◆ About this exercise
The entries below should be set down again exactly, with every picture left out.
##########
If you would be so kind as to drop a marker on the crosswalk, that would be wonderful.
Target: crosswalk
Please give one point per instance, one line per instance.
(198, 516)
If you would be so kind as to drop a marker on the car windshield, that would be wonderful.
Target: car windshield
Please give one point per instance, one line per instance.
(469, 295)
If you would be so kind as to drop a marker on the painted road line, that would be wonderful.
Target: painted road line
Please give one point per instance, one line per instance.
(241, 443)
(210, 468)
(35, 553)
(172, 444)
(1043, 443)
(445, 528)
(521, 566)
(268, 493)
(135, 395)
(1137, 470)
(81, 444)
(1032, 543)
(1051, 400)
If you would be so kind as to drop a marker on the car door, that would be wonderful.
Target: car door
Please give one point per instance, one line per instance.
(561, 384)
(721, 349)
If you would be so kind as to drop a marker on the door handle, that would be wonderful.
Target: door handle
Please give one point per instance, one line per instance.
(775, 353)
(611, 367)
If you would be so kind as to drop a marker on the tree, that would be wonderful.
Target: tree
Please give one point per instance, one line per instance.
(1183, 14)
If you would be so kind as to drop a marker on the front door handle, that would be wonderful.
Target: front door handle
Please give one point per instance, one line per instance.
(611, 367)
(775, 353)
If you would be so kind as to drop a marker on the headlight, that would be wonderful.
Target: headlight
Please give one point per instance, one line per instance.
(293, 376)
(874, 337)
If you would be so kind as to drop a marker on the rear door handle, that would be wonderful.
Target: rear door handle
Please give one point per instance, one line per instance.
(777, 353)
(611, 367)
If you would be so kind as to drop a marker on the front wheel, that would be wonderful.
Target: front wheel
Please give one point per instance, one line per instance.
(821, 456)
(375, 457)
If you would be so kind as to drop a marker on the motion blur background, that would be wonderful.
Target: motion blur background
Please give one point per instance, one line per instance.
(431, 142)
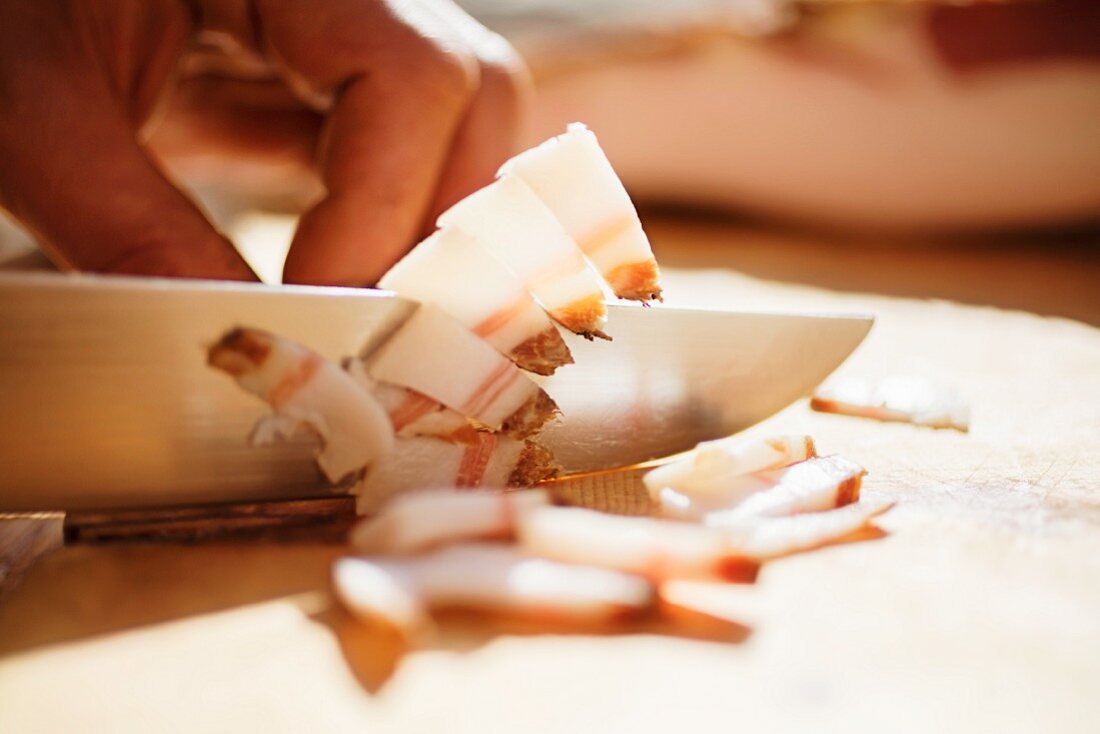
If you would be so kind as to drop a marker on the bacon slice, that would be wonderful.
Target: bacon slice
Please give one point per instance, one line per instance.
(437, 357)
(899, 398)
(417, 521)
(512, 222)
(713, 469)
(771, 537)
(490, 578)
(656, 548)
(574, 178)
(813, 485)
(491, 461)
(453, 272)
(306, 390)
(411, 413)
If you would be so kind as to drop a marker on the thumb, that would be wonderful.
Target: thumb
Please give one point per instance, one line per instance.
(73, 172)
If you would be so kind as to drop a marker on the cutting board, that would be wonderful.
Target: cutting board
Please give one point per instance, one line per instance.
(979, 611)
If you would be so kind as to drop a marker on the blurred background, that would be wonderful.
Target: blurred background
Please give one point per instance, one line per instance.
(944, 150)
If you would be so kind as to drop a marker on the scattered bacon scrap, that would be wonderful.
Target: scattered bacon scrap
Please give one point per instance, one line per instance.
(491, 461)
(656, 548)
(899, 398)
(722, 469)
(305, 390)
(771, 537)
(486, 577)
(416, 521)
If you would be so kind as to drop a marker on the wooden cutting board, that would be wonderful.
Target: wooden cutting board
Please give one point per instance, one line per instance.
(980, 611)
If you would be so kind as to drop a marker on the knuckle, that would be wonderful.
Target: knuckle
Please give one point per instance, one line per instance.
(443, 69)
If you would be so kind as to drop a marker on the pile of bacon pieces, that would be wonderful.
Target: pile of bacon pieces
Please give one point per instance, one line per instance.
(541, 244)
(719, 512)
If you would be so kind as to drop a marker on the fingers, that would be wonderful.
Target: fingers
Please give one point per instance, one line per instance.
(399, 89)
(70, 167)
(490, 131)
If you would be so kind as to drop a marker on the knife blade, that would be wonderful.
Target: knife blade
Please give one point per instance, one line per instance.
(106, 398)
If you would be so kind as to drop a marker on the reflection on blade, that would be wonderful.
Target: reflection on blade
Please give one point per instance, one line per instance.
(673, 378)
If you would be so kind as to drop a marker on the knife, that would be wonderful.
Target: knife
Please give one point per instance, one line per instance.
(106, 400)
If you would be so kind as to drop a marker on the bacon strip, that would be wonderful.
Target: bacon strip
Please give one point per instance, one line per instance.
(813, 485)
(417, 521)
(717, 470)
(306, 390)
(575, 181)
(515, 226)
(475, 461)
(451, 271)
(477, 382)
(486, 578)
(656, 548)
(898, 398)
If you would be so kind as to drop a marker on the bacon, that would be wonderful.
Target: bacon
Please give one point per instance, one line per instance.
(899, 398)
(510, 222)
(417, 521)
(400, 591)
(491, 461)
(715, 469)
(305, 390)
(413, 413)
(813, 485)
(476, 381)
(771, 537)
(656, 548)
(573, 177)
(451, 271)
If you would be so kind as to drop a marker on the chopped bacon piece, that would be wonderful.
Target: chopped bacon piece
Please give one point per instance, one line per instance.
(453, 272)
(574, 178)
(512, 222)
(476, 381)
(770, 537)
(899, 398)
(306, 390)
(491, 461)
(713, 469)
(490, 578)
(416, 521)
(656, 548)
(411, 413)
(812, 485)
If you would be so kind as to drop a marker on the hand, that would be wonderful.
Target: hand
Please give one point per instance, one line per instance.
(400, 107)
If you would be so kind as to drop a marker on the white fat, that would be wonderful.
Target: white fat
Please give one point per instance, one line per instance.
(421, 519)
(719, 473)
(440, 422)
(515, 226)
(744, 456)
(640, 545)
(376, 593)
(353, 427)
(573, 177)
(769, 537)
(899, 397)
(811, 485)
(498, 578)
(435, 354)
(452, 271)
(417, 463)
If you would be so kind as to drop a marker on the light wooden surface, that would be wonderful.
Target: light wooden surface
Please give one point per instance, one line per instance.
(980, 611)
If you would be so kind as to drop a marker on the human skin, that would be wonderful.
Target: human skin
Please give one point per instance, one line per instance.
(397, 107)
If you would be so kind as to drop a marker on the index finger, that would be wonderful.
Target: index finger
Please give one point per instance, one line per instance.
(400, 91)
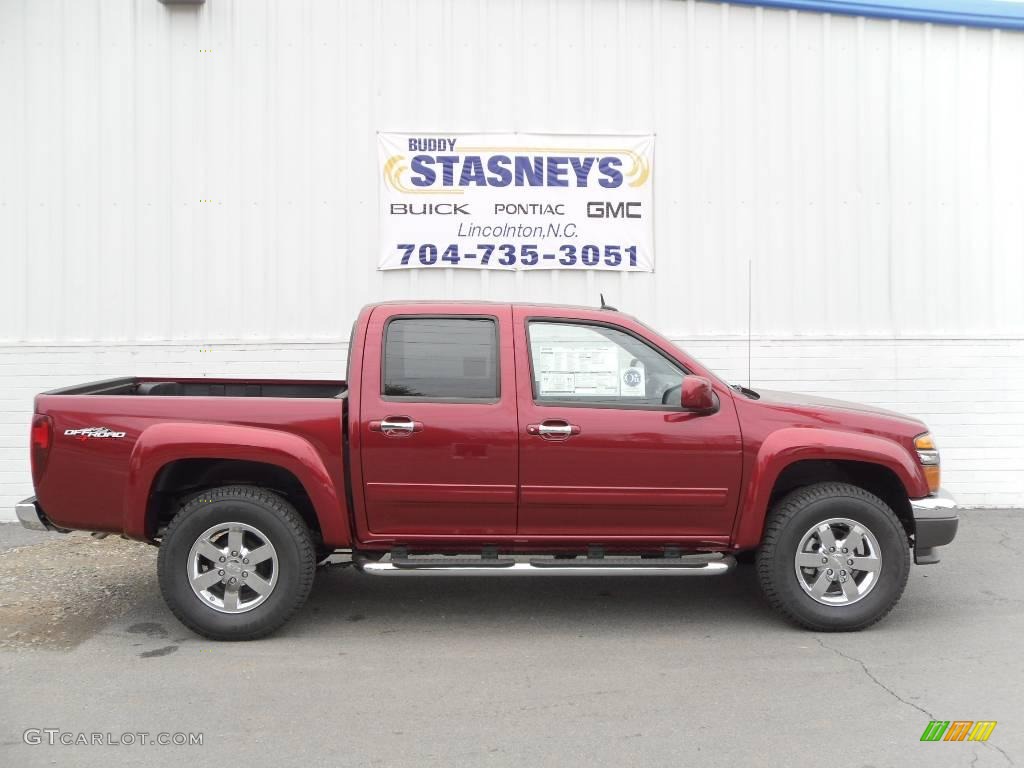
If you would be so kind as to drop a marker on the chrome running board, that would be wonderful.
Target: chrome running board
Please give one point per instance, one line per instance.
##########
◆ Solution to the problem
If you would be so kind as to drop a marker on the crosswalk, that would be wonderful.
Target: crosswalk
Please give one point per instance, one line per instance.
(198, 516)
If you would be so kind as to drop a marker on the car windshield, that would be wonderful.
Target: car windshield
Please give one point per instance, one line per instance.
(469, 295)
If you would be so kind as to drop a marker on the painted road line, that would be wonderful.
Target: painted road line
Please give one point per instance, one line per instance.
(241, 443)
(210, 468)
(35, 553)
(172, 444)
(1043, 443)
(445, 528)
(521, 566)
(268, 493)
(135, 395)
(1137, 470)
(81, 444)
(1032, 543)
(1051, 400)
If you would be so kind as to drop a marker on the car door, that would be wonderful.
Target: car door
Please give one point per instance, one line per instance.
(561, 384)
(721, 349)
If you would be so kind as to drop a marker on the door handle, that would be wonderful.
Target: door handle
Please give one point per instance, one line per instance.
(775, 353)
(611, 367)
If you would be so kind as to drop a marker on the tree, that would be wonderful.
Target: tree
Please give one point per instance, one line per instance.
(1183, 14)
If you would be so kind as to drop a marker on the front door handle, that would be wonderful.
Target: front door handle
Please give one point per instance, one line per instance.
(611, 367)
(775, 353)
If you would be so kind as to drop a marker on the headlight, that would be wonderful.
Target: headlight
Please give one point per instance, one line per instance.
(293, 376)
(874, 337)
If you would be so kind as to drop a marker on the rear door handle, that would be wonderful.
Target: rear door handle
Please give one point per instance, one line per instance.
(777, 353)
(611, 367)
If you would be so kind as to drop a marker on the front wheel, that would be wonderful.
Target: front wheel
Please give one point per instance, one line per instance.
(821, 456)
(375, 457)
If you would be so kind as to drop a marker on the motion blur background, that would be wonderful.
Target: motion blur background
Please give one point per instance, one line per instance.
(431, 142)
If you would be so kind as to drop a marker on the bacon slice, that would be wonderful.
Target: bacon slice
Please give one point per instance, one line per instance.
(437, 357)
(899, 398)
(417, 521)
(512, 222)
(713, 469)
(771, 537)
(490, 578)
(656, 548)
(574, 178)
(813, 485)
(491, 461)
(453, 272)
(306, 390)
(411, 413)
If you would be so kind as to drop a marker on the thumb, that would be wonderful.
Target: thumb
Please give one point per instance, one line per instance.
(73, 172)
If you would be so kind as to drop a marker on the cutting board, that would be wonderful.
Target: cutting board
Please give one point per instance, one line per instance.
(979, 611)
If you would be so kind as to drop a marker on the blurred background, that would be wonderful.
Target: blurred background
Please give one point per instance, one line per instance.
(944, 150)
If you would be so kind as to drop a marker on the scattered bacon scrap, that would be wonderful.
Target: scattered bacon scrap
Please give one point per instance, one line per instance.
(491, 461)
(656, 548)
(899, 398)
(722, 469)
(305, 390)
(771, 537)
(486, 577)
(416, 521)
If you would be so kind as to drop a marker on the wooden cutting board, that would be wonderful.
Target: wooden cutting board
Please give one point per instance, one line per instance.
(980, 611)
If you would be so kind as to drop a marker on the knuckle, that would be wonderful.
Target: knuckle
Please give one point per instance, one line per instance.
(443, 69)
If you would be so kind as to drop a marker on the pile of bacon pieces, that would be wonderful.
Target: pile of bacon pieces
Please give one point per instance, one line per instance.
(541, 244)
(719, 512)
If you would be so kind as to drop a marker on the fingers, that would be wonderful.
Target: fingers
Please give one point per instance, one line per instance.
(399, 89)
(70, 167)
(490, 131)
If you would be so kind as to drop a marker on the knife blade, that would be wonderful.
Target: knife blade
Please give one point per instance, one line per instance.
(106, 398)
If you would be so kind as to drop a marker on the reflection on blade, that would be wonderful.
Target: reflection on blade
Please give one point per instance, one line per instance.
(673, 378)
If you would be so kind as to drop a marker on the knife, that would be wonderful.
Target: knife
Please give one point per instance, one line per instance.
(106, 400)
If you would be so kind as to drop a marker on the bacon strip, that would be wonderful.
Target: bacon strip
Please give one point per instance, one line per instance.
(813, 485)
(417, 521)
(717, 470)
(306, 390)
(575, 181)
(515, 226)
(475, 461)
(451, 271)
(477, 382)
(486, 578)
(656, 548)
(898, 398)
If you would be so kind as to drop a marker on the bacon, that would be wonderful.
Target: bacon
Please give one point per instance, one line per instance.
(899, 398)
(510, 222)
(417, 521)
(400, 591)
(491, 461)
(715, 469)
(305, 390)
(413, 413)
(813, 485)
(476, 381)
(771, 537)
(656, 548)
(573, 177)
(451, 271)
If you would be so kind as to drop a marker on the chopped bacon piece, that would be wonderful.
Target: chopped bacon piece
Please give one point per instance, one line per instance.
(453, 272)
(574, 178)
(512, 222)
(476, 381)
(770, 537)
(899, 398)
(306, 390)
(491, 461)
(713, 469)
(490, 578)
(416, 521)
(656, 548)
(411, 413)
(812, 485)
If you would be so kind as to drop a marker on the hand, that would be wonderful.
Target: hand
Please give one point per instance, one line per instance.
(400, 107)
If you would be so kind as to drop a marker on the white fat, that would be wonderful.
Target: white fat
Please give one point per instance, one line per instance.
(421, 519)
(719, 473)
(440, 422)
(515, 226)
(744, 456)
(640, 545)
(376, 593)
(353, 427)
(573, 177)
(769, 537)
(899, 397)
(811, 485)
(498, 578)
(435, 354)
(452, 271)
(417, 463)
If you would be so kind as to drop a marker on the light wooden surface, that would be wonderful.
Target: light wooden surface
Please give one point per instance, one line per instance.
(980, 611)
If you would be so kind as to drop a marker on the human skin, that would be wonderful.
Target: human skin
Please give one point per instance, one line per instance.
(397, 107)
If you would be so kind as to drop a marker on the index finger, that would be wonderful.
Target: index finger
Please give one point per instance, one line per instance.
(400, 91)
If you would be so kind as to drop a marker on the chrome running board, that would be wonderful.
Target: chrome running board
Please give one point per instance, one line per instance.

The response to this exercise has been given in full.